I was not going to bother responding given you’re not being even half-ways fair dinkum.
Ah, by starting with an insult I see you have a bee in your bonnet and this is personal to you, haha, oh well, I hope you're not too upset
However a friend convinced me otherwise – to get the true facts across. Before doing so, I will point out that you contradict yourself. On the one hand you say a captive population would definitely be a good thing. Yet then you say the situation will go back to much as it would have been if they never bothered, so what's the point? How could it be good thing, even if done for free, if it is pointless?
You're failure to see a point does not mean there is no point, and it is in no way a contradiction. A captive population is a good thing because it is an insurance policy, and in many cases that insurance policy has been necessary. It sounds like you think a species only has value if it exists in the wild. I disagree. There are many species, including some in the pet trade, which are extinct in the wild, but secure in captivity. I think this has value. If I could resurrect the dodo or gastric brooding frogs or countless other species and they could only ever exist in captivity, I would be thrilled to do so. I see value in a species' existence, even if only in captivity and even if you do not. To me, the continued existence of a species has value. It's strange that you disagree, but I can only accept the personal preferences of others.

# [Work to do]
Write the next part of the argument over captive populations of endangered species, starting after its last sentence.

# [Records]

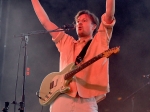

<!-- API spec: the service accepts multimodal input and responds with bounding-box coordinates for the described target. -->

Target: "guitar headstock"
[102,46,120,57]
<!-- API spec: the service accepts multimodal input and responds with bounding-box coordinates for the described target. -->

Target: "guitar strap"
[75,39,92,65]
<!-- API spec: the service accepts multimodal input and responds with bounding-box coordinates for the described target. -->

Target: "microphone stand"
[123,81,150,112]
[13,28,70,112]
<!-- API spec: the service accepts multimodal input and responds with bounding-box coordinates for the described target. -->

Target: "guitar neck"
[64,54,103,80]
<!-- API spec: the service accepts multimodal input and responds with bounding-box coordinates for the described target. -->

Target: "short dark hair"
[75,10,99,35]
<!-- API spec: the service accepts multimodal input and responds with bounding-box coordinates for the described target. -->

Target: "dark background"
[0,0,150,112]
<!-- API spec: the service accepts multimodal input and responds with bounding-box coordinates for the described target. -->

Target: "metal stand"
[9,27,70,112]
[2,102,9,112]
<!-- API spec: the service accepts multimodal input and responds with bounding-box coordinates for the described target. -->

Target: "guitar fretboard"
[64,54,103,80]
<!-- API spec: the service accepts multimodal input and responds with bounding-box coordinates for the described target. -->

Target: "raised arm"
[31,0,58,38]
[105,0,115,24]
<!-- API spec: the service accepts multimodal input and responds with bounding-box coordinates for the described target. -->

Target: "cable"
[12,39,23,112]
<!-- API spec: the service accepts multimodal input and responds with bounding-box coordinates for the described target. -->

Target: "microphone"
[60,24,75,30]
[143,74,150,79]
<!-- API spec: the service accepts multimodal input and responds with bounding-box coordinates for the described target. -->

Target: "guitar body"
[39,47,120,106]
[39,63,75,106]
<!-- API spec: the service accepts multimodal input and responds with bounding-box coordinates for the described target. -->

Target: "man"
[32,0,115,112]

--

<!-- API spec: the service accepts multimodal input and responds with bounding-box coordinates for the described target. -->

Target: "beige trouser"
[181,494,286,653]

...

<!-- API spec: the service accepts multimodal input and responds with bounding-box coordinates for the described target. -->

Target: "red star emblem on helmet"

# [Response to the exercise]
And to answer question about what is the point, the wild population of the Southern Corrobboree Frog had declined by over 99% and without this project it would now be extinct in the wild. The ultimate aim is to establish chytrid resistance wild populations in their natural range. You cannot do that if the species has died out.
The thing is, if we stop dumping animals into the wild we're still going to see it go extinct in the wild. We don't really have a wild population, at least not functionally. We're just continually putting more out there. If we stop putting new animals out there, the same thing which would have wiped them out will wipe them out.
This statement is totally false and your use of the emotively charged word “dumping”, with its connotations of irresponsible and illegal use of the environment, is clearly designed to further distort the truth. Many years of ecological study, monitoring of populations and extensive survey work forms the basis for determining release sites, some of which can only be reached by helicopter.
I'm sorry you get upset about the word and find it necessary to write a short paragraph about a word you don't like. Perhaps you'd like to give me a list of your preferred words and contexts in which you'd like them to be used? Good grief. These animals are being put into an unstable population which is functionally extinct, which is why I say 'dumped'. If the chytrid fungus had been completely exterminated and the other environmental hazards were all gone and you then released some (which is the only appropriate time to do so) then I'd probably choose a different verb.
A common management response for frogs at very high risk of extinction is to establish captive breeding programs paired with reintroductions. However, reintroductions into the sites where the last wild populations persisted, has met limited success due to the continued effects of chytrid fungus.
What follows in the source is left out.